** BEGIN Data for the task **

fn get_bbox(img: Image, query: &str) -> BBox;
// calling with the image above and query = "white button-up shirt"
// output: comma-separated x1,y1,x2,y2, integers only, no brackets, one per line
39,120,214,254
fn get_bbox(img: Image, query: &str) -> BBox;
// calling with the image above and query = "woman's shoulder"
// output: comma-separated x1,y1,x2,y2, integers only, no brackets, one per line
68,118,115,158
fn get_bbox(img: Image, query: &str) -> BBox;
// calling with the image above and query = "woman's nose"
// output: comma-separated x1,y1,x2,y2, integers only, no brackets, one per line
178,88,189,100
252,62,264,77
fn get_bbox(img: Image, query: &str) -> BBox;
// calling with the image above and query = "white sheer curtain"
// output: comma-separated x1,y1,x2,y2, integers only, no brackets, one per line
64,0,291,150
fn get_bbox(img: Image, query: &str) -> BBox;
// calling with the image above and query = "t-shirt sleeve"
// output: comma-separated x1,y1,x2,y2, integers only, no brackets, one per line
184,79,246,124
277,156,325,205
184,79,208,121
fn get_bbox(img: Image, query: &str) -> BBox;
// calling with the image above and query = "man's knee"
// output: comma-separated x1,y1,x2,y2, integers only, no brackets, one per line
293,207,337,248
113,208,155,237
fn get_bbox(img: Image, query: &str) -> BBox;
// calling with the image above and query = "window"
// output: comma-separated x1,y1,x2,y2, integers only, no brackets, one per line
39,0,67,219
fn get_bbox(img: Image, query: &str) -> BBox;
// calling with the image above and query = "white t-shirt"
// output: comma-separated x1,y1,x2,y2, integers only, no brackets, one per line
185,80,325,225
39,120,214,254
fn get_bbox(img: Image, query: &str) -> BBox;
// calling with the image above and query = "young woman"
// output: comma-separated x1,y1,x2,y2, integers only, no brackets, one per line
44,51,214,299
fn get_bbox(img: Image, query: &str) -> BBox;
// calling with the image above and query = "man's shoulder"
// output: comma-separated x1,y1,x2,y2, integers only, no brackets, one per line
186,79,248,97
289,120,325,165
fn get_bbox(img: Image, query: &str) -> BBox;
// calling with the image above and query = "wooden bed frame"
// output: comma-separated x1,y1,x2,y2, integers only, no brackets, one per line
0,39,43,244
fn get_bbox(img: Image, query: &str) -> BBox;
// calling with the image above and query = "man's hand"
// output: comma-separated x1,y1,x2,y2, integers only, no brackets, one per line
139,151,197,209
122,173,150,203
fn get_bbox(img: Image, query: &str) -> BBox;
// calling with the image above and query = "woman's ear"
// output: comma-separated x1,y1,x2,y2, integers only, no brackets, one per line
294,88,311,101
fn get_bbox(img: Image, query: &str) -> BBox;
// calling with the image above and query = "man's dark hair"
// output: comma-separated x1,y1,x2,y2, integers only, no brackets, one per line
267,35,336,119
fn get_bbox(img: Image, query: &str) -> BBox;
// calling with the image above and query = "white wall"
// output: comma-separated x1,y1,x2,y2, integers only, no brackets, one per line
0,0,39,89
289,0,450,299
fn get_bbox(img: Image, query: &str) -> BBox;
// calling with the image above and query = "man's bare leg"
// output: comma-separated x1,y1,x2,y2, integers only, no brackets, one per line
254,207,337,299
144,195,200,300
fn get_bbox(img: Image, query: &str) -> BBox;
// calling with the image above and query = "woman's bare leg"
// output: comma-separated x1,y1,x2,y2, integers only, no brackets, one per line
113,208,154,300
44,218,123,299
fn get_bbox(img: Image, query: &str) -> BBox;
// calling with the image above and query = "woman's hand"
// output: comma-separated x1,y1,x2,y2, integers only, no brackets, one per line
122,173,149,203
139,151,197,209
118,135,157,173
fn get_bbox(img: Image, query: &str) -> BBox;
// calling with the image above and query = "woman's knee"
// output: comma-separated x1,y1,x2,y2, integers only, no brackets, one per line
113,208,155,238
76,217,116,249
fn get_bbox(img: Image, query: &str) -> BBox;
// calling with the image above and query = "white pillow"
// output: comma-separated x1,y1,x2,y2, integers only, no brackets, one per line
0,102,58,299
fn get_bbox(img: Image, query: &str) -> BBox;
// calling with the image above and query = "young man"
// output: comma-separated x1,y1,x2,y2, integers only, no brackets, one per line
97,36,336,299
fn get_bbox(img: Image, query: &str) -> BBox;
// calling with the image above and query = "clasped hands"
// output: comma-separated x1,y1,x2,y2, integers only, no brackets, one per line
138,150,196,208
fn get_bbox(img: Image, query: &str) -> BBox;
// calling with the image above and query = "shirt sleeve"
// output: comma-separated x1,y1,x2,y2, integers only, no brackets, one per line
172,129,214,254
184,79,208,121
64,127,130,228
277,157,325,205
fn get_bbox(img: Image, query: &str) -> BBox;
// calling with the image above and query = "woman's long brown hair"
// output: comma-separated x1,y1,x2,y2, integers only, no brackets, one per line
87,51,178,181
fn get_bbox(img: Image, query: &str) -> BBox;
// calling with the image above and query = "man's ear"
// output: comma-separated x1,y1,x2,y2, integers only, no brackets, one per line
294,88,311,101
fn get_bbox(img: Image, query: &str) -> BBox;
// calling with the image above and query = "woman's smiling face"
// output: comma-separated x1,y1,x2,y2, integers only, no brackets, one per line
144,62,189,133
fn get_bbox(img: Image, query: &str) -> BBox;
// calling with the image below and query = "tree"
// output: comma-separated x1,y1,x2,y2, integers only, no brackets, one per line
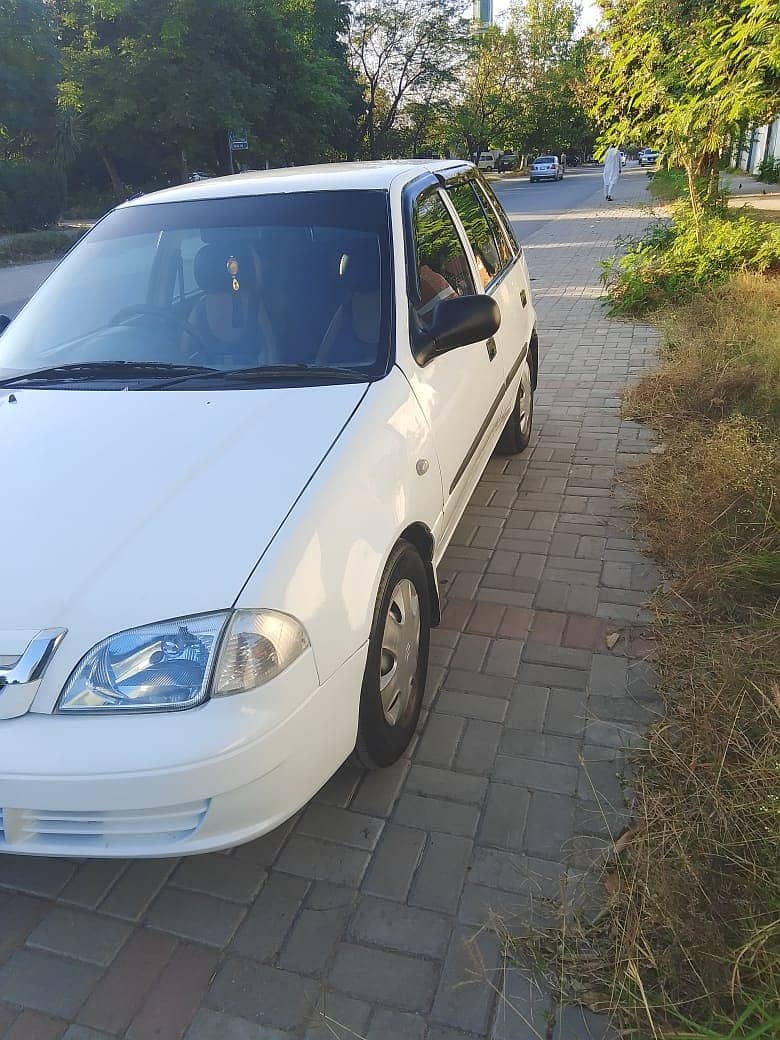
52,0,356,198
594,0,780,242
347,0,467,159
0,0,59,158
510,0,591,158
451,26,527,156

** END Data for the task **

Goal: Locate every line in the entries above that contains the word "shirt" and copy each such line.

Result for this task:
// calling with the image above and query = "white button-up shirt"
// calling with the image above and query = "t-shirt sleeve"
// calling with the image above and query = "white t-shirt"
// calling with the image above and query = "shirt sleeve"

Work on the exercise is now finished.